»»

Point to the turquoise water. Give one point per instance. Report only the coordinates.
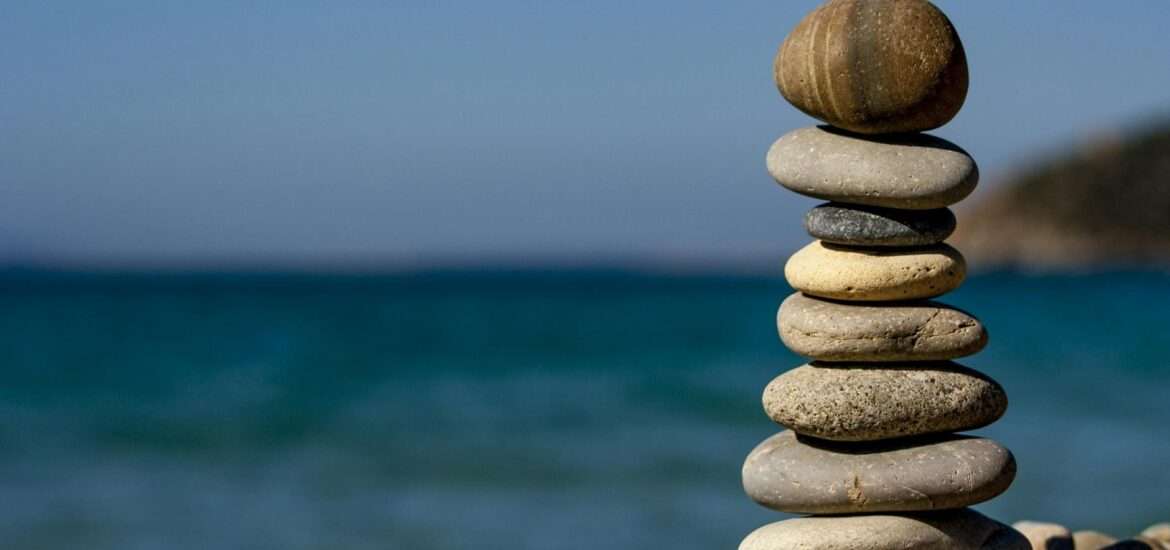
(503, 410)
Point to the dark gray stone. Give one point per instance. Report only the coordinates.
(963, 529)
(803, 475)
(879, 227)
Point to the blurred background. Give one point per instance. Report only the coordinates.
(444, 275)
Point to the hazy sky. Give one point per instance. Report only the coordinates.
(404, 132)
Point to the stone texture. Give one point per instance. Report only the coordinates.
(914, 171)
(827, 330)
(802, 475)
(1045, 536)
(1137, 543)
(1092, 540)
(861, 274)
(866, 403)
(1158, 531)
(869, 226)
(874, 66)
(948, 530)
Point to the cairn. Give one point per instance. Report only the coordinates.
(869, 455)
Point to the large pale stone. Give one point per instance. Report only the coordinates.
(828, 330)
(1045, 536)
(874, 66)
(1137, 543)
(847, 401)
(948, 530)
(853, 274)
(810, 476)
(914, 171)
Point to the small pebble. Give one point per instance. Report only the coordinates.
(1045, 536)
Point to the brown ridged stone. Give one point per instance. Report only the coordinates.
(850, 401)
(942, 530)
(827, 330)
(803, 475)
(874, 66)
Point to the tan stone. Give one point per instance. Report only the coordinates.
(848, 401)
(827, 330)
(874, 66)
(950, 530)
(858, 274)
(1092, 540)
(1158, 531)
(1045, 536)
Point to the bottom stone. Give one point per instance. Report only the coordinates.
(945, 530)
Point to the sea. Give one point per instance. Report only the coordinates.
(500, 408)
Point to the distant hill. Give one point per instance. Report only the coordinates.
(1106, 204)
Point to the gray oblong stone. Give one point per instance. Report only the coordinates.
(912, 171)
(802, 475)
(827, 330)
(869, 226)
(868, 403)
(963, 529)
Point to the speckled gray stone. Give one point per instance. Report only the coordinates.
(1045, 536)
(847, 401)
(811, 476)
(962, 529)
(869, 226)
(906, 171)
(828, 330)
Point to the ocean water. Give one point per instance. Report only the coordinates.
(504, 410)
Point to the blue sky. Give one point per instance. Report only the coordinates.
(411, 132)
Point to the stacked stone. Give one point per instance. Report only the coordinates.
(869, 454)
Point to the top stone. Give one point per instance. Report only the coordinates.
(874, 66)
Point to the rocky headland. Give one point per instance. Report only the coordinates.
(1103, 205)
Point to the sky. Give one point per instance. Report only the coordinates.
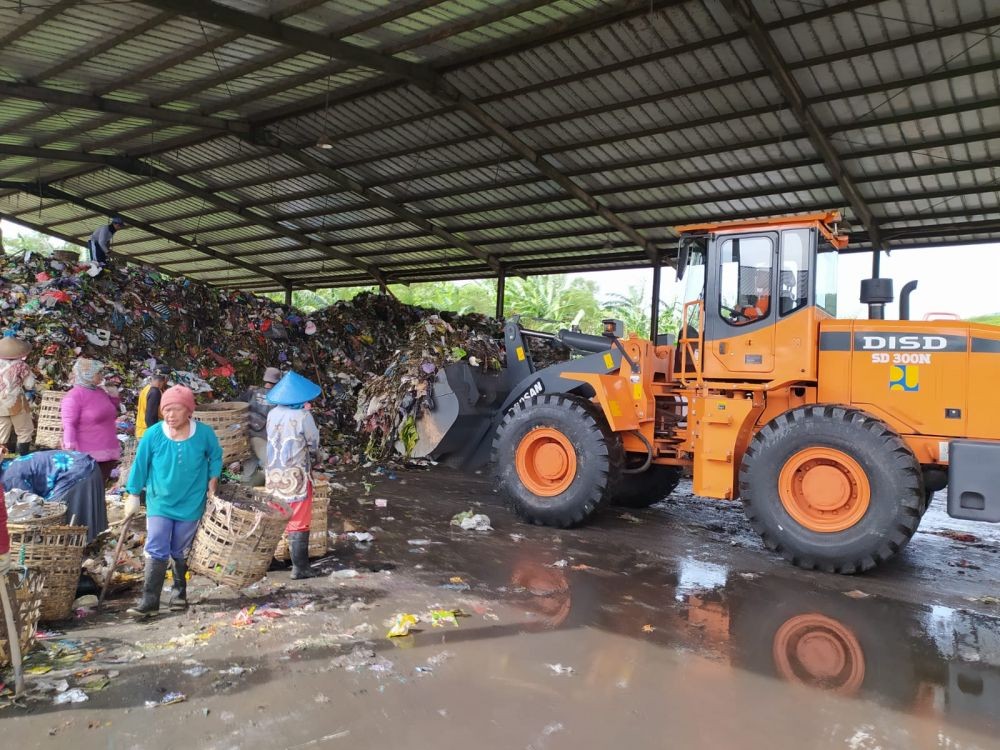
(960, 280)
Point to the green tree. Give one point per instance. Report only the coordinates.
(633, 308)
(549, 303)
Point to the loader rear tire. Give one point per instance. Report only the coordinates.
(555, 459)
(647, 488)
(831, 488)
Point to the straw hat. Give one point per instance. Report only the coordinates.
(12, 348)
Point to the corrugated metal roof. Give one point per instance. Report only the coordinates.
(490, 145)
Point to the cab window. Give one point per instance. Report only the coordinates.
(747, 267)
(793, 279)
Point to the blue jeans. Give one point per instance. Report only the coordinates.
(166, 538)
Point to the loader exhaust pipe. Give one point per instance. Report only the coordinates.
(876, 293)
(904, 299)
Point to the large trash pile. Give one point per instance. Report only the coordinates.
(216, 341)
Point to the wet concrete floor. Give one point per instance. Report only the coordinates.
(670, 627)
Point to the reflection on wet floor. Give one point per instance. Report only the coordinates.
(928, 661)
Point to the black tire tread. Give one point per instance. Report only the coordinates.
(912, 492)
(606, 451)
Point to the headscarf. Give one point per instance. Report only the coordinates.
(84, 371)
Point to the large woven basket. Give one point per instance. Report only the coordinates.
(231, 422)
(56, 554)
(318, 541)
(48, 434)
(238, 535)
(28, 593)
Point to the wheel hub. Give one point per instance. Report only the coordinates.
(818, 651)
(546, 461)
(824, 489)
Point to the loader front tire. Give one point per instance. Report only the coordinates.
(831, 488)
(555, 459)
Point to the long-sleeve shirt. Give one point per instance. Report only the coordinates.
(48, 474)
(15, 378)
(291, 436)
(89, 416)
(148, 409)
(175, 473)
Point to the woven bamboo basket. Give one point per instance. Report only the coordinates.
(55, 514)
(238, 535)
(55, 553)
(231, 422)
(28, 593)
(48, 434)
(318, 541)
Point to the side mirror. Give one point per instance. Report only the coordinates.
(683, 250)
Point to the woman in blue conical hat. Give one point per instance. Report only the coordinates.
(292, 438)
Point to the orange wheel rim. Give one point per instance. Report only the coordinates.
(546, 461)
(824, 489)
(817, 651)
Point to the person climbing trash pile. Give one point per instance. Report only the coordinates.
(99, 245)
(292, 441)
(178, 464)
(16, 382)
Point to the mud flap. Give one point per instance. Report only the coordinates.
(974, 480)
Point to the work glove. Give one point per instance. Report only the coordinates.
(131, 505)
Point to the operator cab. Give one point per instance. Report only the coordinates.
(756, 290)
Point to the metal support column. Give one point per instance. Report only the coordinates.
(501, 291)
(654, 320)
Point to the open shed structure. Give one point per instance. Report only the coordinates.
(283, 144)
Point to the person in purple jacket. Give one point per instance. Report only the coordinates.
(89, 414)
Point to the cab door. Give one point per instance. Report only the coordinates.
(741, 308)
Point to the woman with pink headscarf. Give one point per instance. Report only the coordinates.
(89, 416)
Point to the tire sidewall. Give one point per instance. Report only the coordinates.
(579, 422)
(852, 436)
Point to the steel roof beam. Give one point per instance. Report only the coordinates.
(49, 192)
(423, 76)
(144, 169)
(348, 183)
(745, 16)
(100, 104)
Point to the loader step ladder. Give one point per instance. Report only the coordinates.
(691, 347)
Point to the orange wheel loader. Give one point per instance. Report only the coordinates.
(834, 433)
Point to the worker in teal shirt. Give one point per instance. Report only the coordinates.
(178, 463)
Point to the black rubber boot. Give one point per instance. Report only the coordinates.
(298, 550)
(149, 605)
(178, 594)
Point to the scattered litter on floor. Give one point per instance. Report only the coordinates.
(401, 624)
(167, 700)
(471, 521)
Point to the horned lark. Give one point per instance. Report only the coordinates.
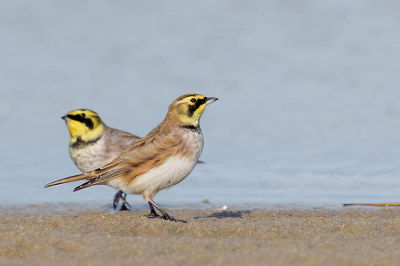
(161, 159)
(93, 144)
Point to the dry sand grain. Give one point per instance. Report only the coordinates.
(47, 236)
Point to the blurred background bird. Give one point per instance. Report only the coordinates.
(93, 144)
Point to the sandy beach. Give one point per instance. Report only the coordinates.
(45, 235)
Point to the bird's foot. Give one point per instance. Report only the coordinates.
(170, 218)
(153, 215)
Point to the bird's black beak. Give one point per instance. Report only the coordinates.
(210, 100)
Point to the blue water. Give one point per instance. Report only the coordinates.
(309, 94)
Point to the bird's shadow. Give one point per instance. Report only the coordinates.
(225, 214)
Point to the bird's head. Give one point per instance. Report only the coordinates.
(187, 109)
(84, 124)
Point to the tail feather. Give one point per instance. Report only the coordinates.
(68, 180)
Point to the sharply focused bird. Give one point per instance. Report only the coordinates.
(93, 144)
(161, 159)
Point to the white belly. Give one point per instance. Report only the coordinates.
(172, 172)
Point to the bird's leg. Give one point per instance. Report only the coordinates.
(124, 203)
(117, 197)
(165, 215)
(121, 196)
(152, 213)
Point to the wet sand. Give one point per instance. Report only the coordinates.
(45, 235)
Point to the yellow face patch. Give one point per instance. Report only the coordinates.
(191, 107)
(84, 124)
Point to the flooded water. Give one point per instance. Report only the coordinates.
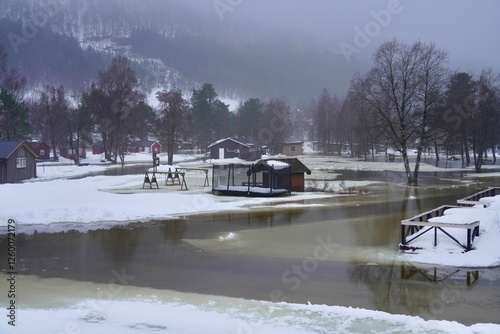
(342, 253)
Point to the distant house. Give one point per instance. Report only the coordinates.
(293, 149)
(147, 146)
(41, 149)
(297, 171)
(235, 147)
(98, 148)
(17, 161)
(68, 153)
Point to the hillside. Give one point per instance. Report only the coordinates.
(170, 44)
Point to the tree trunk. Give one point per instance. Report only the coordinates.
(406, 163)
(417, 164)
(436, 150)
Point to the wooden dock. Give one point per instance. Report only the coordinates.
(475, 199)
(417, 226)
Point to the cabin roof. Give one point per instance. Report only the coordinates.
(240, 140)
(9, 147)
(296, 164)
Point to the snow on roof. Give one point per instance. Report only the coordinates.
(276, 164)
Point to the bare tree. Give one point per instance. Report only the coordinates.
(119, 94)
(275, 126)
(49, 115)
(400, 87)
(173, 119)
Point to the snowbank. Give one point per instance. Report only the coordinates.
(100, 201)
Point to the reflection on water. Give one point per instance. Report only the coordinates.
(272, 249)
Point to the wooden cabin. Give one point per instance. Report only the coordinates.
(292, 149)
(17, 161)
(144, 146)
(41, 149)
(297, 172)
(235, 147)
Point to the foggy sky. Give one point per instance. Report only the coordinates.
(468, 29)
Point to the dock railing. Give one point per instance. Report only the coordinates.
(475, 199)
(416, 226)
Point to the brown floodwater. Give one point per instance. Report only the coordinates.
(341, 253)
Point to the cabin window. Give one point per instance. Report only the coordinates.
(21, 162)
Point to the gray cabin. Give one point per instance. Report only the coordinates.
(17, 161)
(235, 147)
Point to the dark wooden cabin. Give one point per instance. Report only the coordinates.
(17, 161)
(235, 147)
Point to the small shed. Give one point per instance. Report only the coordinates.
(297, 172)
(144, 146)
(41, 149)
(235, 147)
(17, 161)
(68, 153)
(293, 148)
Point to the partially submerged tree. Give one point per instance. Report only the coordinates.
(402, 88)
(275, 126)
(173, 119)
(117, 94)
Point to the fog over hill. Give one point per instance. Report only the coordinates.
(258, 48)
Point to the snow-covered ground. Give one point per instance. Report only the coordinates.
(57, 204)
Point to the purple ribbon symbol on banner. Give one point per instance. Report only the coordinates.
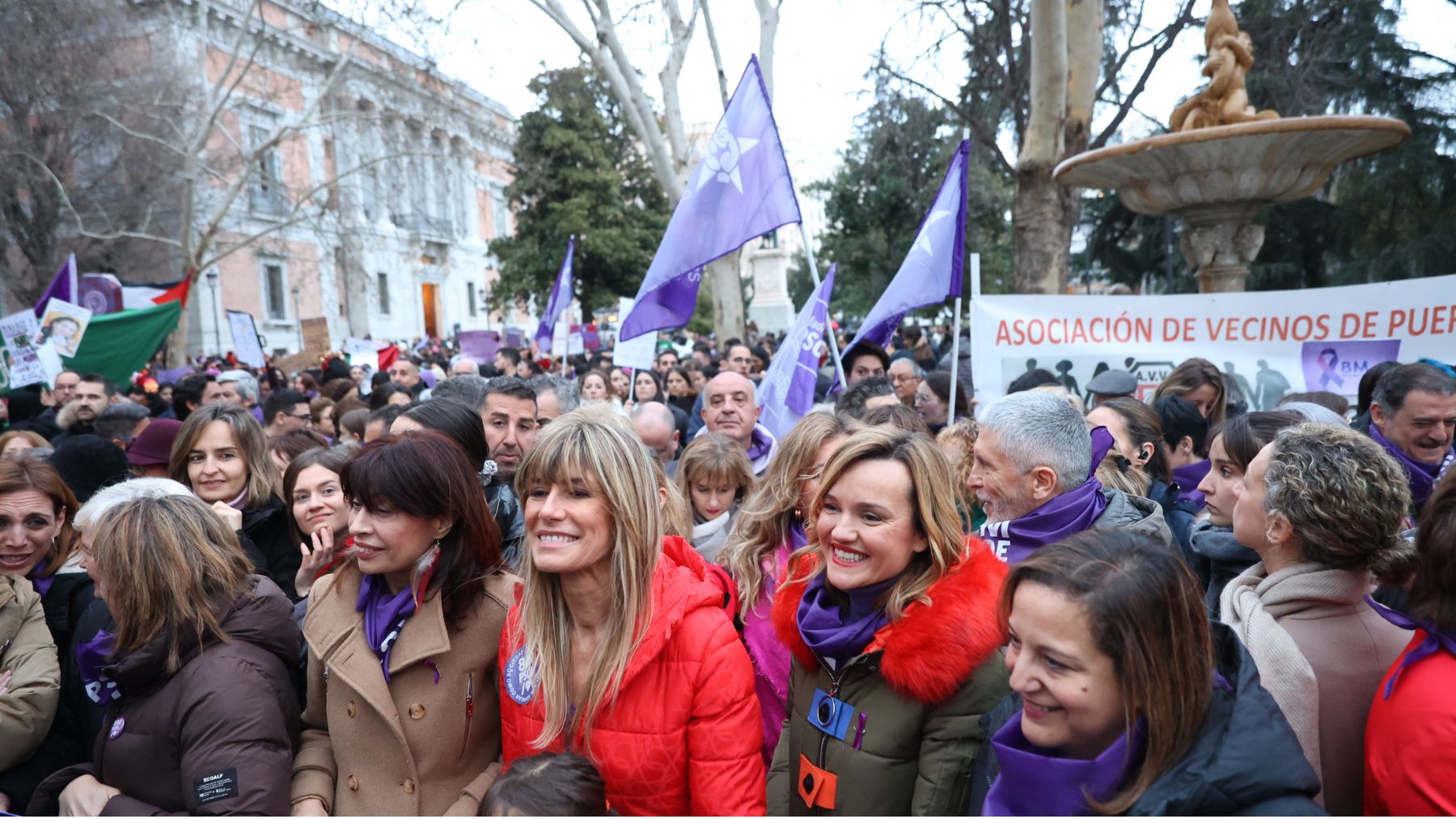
(1327, 367)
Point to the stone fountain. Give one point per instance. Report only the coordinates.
(1223, 162)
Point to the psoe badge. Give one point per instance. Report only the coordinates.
(520, 680)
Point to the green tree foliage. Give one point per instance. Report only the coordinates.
(891, 169)
(1378, 218)
(578, 172)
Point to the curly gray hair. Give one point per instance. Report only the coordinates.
(1344, 496)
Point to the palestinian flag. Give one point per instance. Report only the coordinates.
(104, 293)
(121, 344)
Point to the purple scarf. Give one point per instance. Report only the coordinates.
(41, 584)
(385, 615)
(1062, 517)
(91, 661)
(1188, 478)
(1035, 783)
(1434, 639)
(839, 624)
(1423, 476)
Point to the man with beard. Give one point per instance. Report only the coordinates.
(510, 429)
(94, 393)
(1412, 415)
(1033, 476)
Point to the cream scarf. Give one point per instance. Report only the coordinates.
(1283, 671)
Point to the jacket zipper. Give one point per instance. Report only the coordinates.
(469, 711)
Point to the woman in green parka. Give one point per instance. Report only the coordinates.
(897, 648)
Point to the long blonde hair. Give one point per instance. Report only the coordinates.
(264, 480)
(596, 450)
(932, 502)
(764, 518)
(167, 564)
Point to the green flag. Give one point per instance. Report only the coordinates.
(121, 344)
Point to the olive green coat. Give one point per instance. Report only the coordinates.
(917, 693)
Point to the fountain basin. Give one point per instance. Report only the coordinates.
(1250, 163)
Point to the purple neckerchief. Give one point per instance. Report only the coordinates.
(41, 584)
(1034, 782)
(1062, 517)
(1434, 639)
(385, 615)
(1421, 476)
(91, 661)
(839, 624)
(1188, 478)
(759, 444)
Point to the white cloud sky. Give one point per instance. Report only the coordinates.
(824, 51)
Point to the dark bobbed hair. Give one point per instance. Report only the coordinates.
(429, 476)
(1433, 594)
(1143, 427)
(1145, 611)
(1181, 420)
(548, 784)
(458, 422)
(1250, 433)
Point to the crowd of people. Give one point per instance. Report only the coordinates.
(488, 588)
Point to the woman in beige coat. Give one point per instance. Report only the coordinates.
(29, 673)
(402, 715)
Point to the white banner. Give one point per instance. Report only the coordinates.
(1267, 344)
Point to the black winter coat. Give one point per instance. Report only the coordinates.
(1244, 761)
(218, 737)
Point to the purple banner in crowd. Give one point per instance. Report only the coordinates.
(1335, 367)
(480, 345)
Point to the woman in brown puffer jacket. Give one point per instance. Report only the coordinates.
(204, 716)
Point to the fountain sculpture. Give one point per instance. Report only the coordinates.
(1223, 160)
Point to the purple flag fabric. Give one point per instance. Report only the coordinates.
(558, 302)
(63, 285)
(935, 265)
(786, 391)
(740, 191)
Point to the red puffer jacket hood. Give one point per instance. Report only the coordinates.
(932, 649)
(684, 733)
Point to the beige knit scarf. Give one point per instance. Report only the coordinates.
(1283, 671)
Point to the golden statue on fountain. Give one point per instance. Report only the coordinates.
(1230, 56)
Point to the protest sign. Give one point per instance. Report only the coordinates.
(63, 326)
(245, 338)
(1267, 344)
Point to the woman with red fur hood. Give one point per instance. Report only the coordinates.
(897, 648)
(620, 644)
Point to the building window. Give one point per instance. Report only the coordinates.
(276, 293)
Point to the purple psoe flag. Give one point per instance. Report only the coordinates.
(740, 191)
(788, 387)
(933, 267)
(63, 285)
(558, 302)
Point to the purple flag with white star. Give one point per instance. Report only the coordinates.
(558, 302)
(933, 268)
(740, 191)
(786, 391)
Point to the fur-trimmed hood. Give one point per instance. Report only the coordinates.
(932, 649)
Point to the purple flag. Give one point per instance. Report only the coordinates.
(742, 189)
(935, 265)
(558, 302)
(788, 387)
(63, 285)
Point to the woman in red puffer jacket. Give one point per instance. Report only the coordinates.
(620, 644)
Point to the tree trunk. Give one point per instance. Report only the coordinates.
(727, 297)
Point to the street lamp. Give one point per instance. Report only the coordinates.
(218, 331)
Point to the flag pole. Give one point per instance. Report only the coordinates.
(829, 315)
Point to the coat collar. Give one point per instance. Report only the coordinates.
(932, 649)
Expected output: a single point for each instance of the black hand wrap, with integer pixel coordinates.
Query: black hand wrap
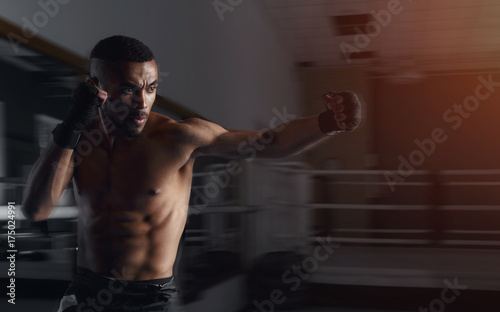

««

• **Goal**:
Copy word for word every line from the one that contains "Expected output: a" through the end of the records, leaving out any pictures.

• **Exercise result**:
Expected output: a single point for each instance of the black hand wrap, with integer pixel coordinates.
Query: black hand wrap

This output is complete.